• [Work required]: The full set of lines below has to be duplicated exactly, with no picture kept.
___ Supplied data
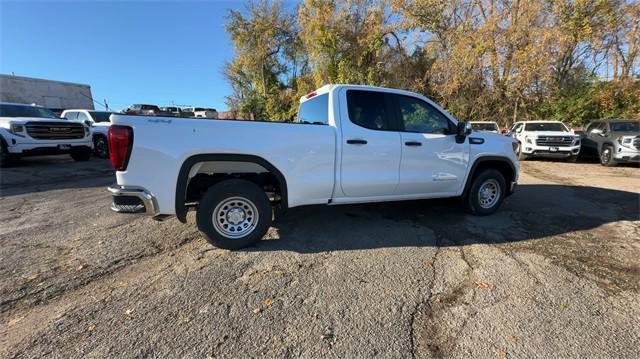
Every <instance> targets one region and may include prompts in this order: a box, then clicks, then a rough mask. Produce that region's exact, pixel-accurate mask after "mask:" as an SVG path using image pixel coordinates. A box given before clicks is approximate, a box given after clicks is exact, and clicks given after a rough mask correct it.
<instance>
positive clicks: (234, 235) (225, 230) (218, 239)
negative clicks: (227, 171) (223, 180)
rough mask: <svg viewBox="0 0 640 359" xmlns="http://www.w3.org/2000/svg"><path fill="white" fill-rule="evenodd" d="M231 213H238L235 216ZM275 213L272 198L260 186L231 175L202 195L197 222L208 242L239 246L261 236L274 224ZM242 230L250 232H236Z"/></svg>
mask: <svg viewBox="0 0 640 359" xmlns="http://www.w3.org/2000/svg"><path fill="white" fill-rule="evenodd" d="M234 210H235V211H234ZM232 211H234V212H232ZM254 211H255V212H256V213H254ZM214 212H216V213H214ZM256 214H257V219H256ZM232 215H237V216H238V217H235V219H234V218H232V217H230V216H232ZM272 215H273V213H272V207H271V204H270V203H269V198H268V197H267V194H266V193H265V192H264V191H263V190H262V189H261V188H260V187H258V186H257V185H256V184H254V183H253V182H249V181H246V180H241V179H230V180H225V181H222V182H220V183H217V184H215V185H213V186H211V188H209V190H207V192H206V193H205V194H204V196H203V197H202V199H200V204H199V205H198V210H197V212H196V223H197V224H198V229H199V230H200V232H202V233H203V235H204V237H205V239H206V240H207V241H208V242H209V243H211V244H213V245H214V246H216V247H218V248H224V249H239V248H244V247H248V246H251V245H253V244H255V243H257V242H258V241H260V240H261V239H262V237H263V236H264V235H265V233H267V230H268V229H269V227H270V226H271V221H272ZM214 216H215V218H216V220H217V222H215V223H214ZM249 216H251V217H249ZM225 226H226V227H225ZM243 226H244V228H243ZM251 228H253V229H251ZM236 229H237V230H236ZM241 231H247V233H246V234H236V233H240V232H241Z"/></svg>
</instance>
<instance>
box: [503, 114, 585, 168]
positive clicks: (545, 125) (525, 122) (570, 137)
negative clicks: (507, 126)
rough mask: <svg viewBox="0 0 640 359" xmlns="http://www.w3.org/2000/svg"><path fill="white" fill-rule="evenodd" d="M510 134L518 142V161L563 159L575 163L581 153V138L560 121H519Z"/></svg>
mask: <svg viewBox="0 0 640 359" xmlns="http://www.w3.org/2000/svg"><path fill="white" fill-rule="evenodd" d="M509 134H510V136H511V137H513V138H514V139H515V140H516V141H517V142H518V149H517V151H516V152H517V154H518V159H520V160H521V161H522V160H526V159H527V158H529V157H546V158H562V159H566V160H568V161H569V162H575V161H576V159H577V158H578V153H580V136H578V135H576V134H575V133H574V132H573V131H572V130H570V129H569V128H568V127H567V126H565V124H564V123H562V122H560V121H526V122H525V121H518V122H516V123H514V124H513V126H511V129H510V130H509Z"/></svg>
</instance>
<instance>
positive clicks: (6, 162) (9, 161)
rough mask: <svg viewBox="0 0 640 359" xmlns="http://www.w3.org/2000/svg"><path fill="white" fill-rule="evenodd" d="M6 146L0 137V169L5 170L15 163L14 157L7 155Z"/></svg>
mask: <svg viewBox="0 0 640 359" xmlns="http://www.w3.org/2000/svg"><path fill="white" fill-rule="evenodd" d="M7 147H8V145H7V143H6V142H5V140H4V138H2V137H0V167H1V168H7V167H11V166H13V165H14V164H15V162H16V159H17V158H16V157H15V156H13V155H11V154H10V153H9V150H8V149H7Z"/></svg>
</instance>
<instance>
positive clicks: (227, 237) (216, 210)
mask: <svg viewBox="0 0 640 359" xmlns="http://www.w3.org/2000/svg"><path fill="white" fill-rule="evenodd" d="M211 219H212V220H213V228H215V230H216V232H218V233H220V234H221V235H222V236H224V237H227V238H231V239H236V238H242V237H246V236H248V235H249V234H250V233H251V232H253V230H254V229H255V228H256V226H257V225H258V208H257V207H256V205H255V204H253V202H251V201H250V200H248V199H246V198H244V197H230V198H227V199H225V200H224V201H222V202H220V203H218V205H217V206H216V208H215V209H214V210H213V215H212V218H211Z"/></svg>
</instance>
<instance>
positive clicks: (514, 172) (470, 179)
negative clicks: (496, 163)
mask: <svg viewBox="0 0 640 359" xmlns="http://www.w3.org/2000/svg"><path fill="white" fill-rule="evenodd" d="M489 161H499V162H504V163H506V164H508V165H509V167H510V168H511V171H512V172H513V176H514V178H515V176H516V174H517V173H518V171H517V170H516V167H515V166H514V164H513V162H511V160H510V159H509V158H508V157H503V156H480V157H478V158H476V160H475V161H474V162H473V165H471V169H470V170H469V175H468V176H467V179H466V180H465V184H464V190H463V191H462V194H463V196H464V195H465V194H466V193H467V191H468V190H469V187H470V186H471V180H472V179H473V177H474V176H475V174H476V170H477V168H478V165H479V164H481V163H482V162H489ZM508 190H509V184H508V183H507V191H508Z"/></svg>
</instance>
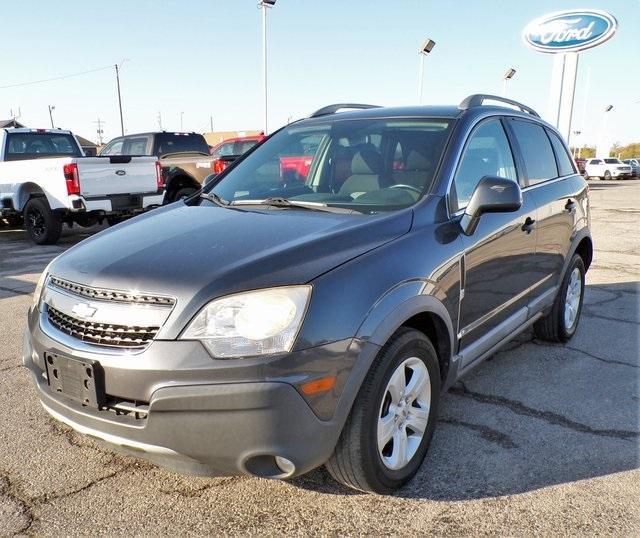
______
• [Final answer]:
Every <instance> targets one region and may include prompts in this order: a box, then clicks, then a rough mask. Produce that region's exact, pixel-accurate mask after "mask:" as an SVG path using image pixel coordinates. A box given before clicks is approximate, a box given after clicks is exact, and clicks given after a rough mask correct it.
<instance>
positive clicks: (234, 235) (225, 230) (218, 239)
negative clicks: (227, 171) (223, 180)
rough mask: <svg viewBox="0 0 640 359" xmlns="http://www.w3.org/2000/svg"><path fill="white" fill-rule="evenodd" d="M231 213H238L235 216ZM275 213L272 198L260 186L231 175L202 195L197 222L208 242L239 246L261 236L274 224ZM242 230L250 232H236Z"/></svg>
mask: <svg viewBox="0 0 640 359" xmlns="http://www.w3.org/2000/svg"><path fill="white" fill-rule="evenodd" d="M234 210H235V211H234ZM232 211H234V212H232ZM254 211H255V212H256V213H254ZM214 212H216V213H214ZM256 214H257V219H256ZM232 215H237V216H238V217H235V219H234V218H232V217H230V216H232ZM272 215H273V213H272V207H271V204H270V203H269V198H268V197H267V194H266V193H265V192H264V191H263V190H262V189H261V188H260V187H258V186H257V185H256V184H254V183H253V182H249V181H246V180H241V179H230V180H225V181H222V182H220V183H217V184H215V185H213V186H211V188H209V190H207V192H206V193H205V194H204V196H203V197H202V199H200V204H199V205H198V210H197V212H196V223H197V224H198V229H199V230H200V232H202V233H203V235H204V237H205V239H206V240H207V241H208V242H209V243H211V244H213V245H214V246H216V247H218V248H224V249H239V248H244V247H248V246H251V245H253V244H255V243H257V242H258V241H260V240H261V239H262V237H263V236H264V235H265V233H267V230H268V229H269V227H270V226H271V221H272ZM214 216H215V218H216V220H217V222H215V223H214ZM249 216H251V217H249ZM225 226H226V227H225ZM243 226H244V228H243ZM251 228H253V229H251ZM236 229H237V230H236ZM241 231H247V233H246V234H236V233H240V232H241Z"/></svg>
</instance>
<instance>
box: [503, 114, 585, 168]
positive clicks: (545, 125) (525, 122) (570, 137)
negative clicks: (507, 126)
rough mask: <svg viewBox="0 0 640 359" xmlns="http://www.w3.org/2000/svg"><path fill="white" fill-rule="evenodd" d="M510 134L518 142V161L563 159L575 163L581 153V138L560 121H519Z"/></svg>
mask: <svg viewBox="0 0 640 359" xmlns="http://www.w3.org/2000/svg"><path fill="white" fill-rule="evenodd" d="M509 134H510V136H511V137H513V138H514V139H515V140H516V141H517V142H518V149H517V151H516V152H517V154H518V159H520V160H521V161H522V160H526V159H527V158H529V157H546V158H562V159H566V160H568V161H569V162H575V161H576V159H577V158H578V153H580V136H578V135H576V134H575V133H574V132H573V131H572V130H570V129H569V128H568V127H567V126H565V124H564V123H562V122H560V121H526V122H525V121H518V122H516V123H514V124H513V126H511V129H510V130H509Z"/></svg>
</instance>
<instance>
positive clicks: (6, 162) (9, 161)
rough mask: <svg viewBox="0 0 640 359" xmlns="http://www.w3.org/2000/svg"><path fill="white" fill-rule="evenodd" d="M6 146L0 137V169L5 170L15 163L14 157L7 155Z"/></svg>
mask: <svg viewBox="0 0 640 359" xmlns="http://www.w3.org/2000/svg"><path fill="white" fill-rule="evenodd" d="M7 147H8V145H7V143H6V142H5V140H4V138H2V137H0V167H1V168H7V167H11V166H13V165H14V164H15V162H16V159H17V158H16V157H15V156H13V155H11V154H10V153H9V150H8V149H7Z"/></svg>
</instance>
<instance>
positive clicks: (227, 237) (216, 210)
mask: <svg viewBox="0 0 640 359" xmlns="http://www.w3.org/2000/svg"><path fill="white" fill-rule="evenodd" d="M211 219H212V220H213V228H215V230H216V232H218V233H220V234H221V235H222V236H224V237H227V238H231V239H236V238H242V237H246V236H248V235H249V234H250V233H251V232H253V230H254V229H255V228H256V226H257V225H258V208H257V207H256V205H255V204H253V202H251V201H250V200H248V199H246V198H244V197H230V198H227V199H225V200H224V201H222V202H220V203H218V205H217V206H216V208H215V209H214V210H213V215H212V218H211Z"/></svg>
</instance>
<instance>
positive clicks: (514, 172) (470, 179)
negative clicks: (496, 163)
mask: <svg viewBox="0 0 640 359" xmlns="http://www.w3.org/2000/svg"><path fill="white" fill-rule="evenodd" d="M489 161H499V162H504V163H506V164H508V165H509V167H510V168H511V171H512V172H513V176H514V178H515V176H516V174H517V173H518V171H517V170H516V167H515V166H514V164H513V162H511V160H510V159H509V158H508V157H503V156H480V157H478V158H476V160H475V161H474V162H473V165H471V169H470V170H469V175H468V176H467V179H466V180H465V184H464V190H463V191H462V194H463V196H464V195H465V194H466V193H467V191H468V190H469V187H470V186H471V180H472V179H473V177H474V176H475V174H476V170H477V168H478V165H479V164H481V163H482V162H489ZM508 190H509V184H508V183H507V191H508Z"/></svg>
</instance>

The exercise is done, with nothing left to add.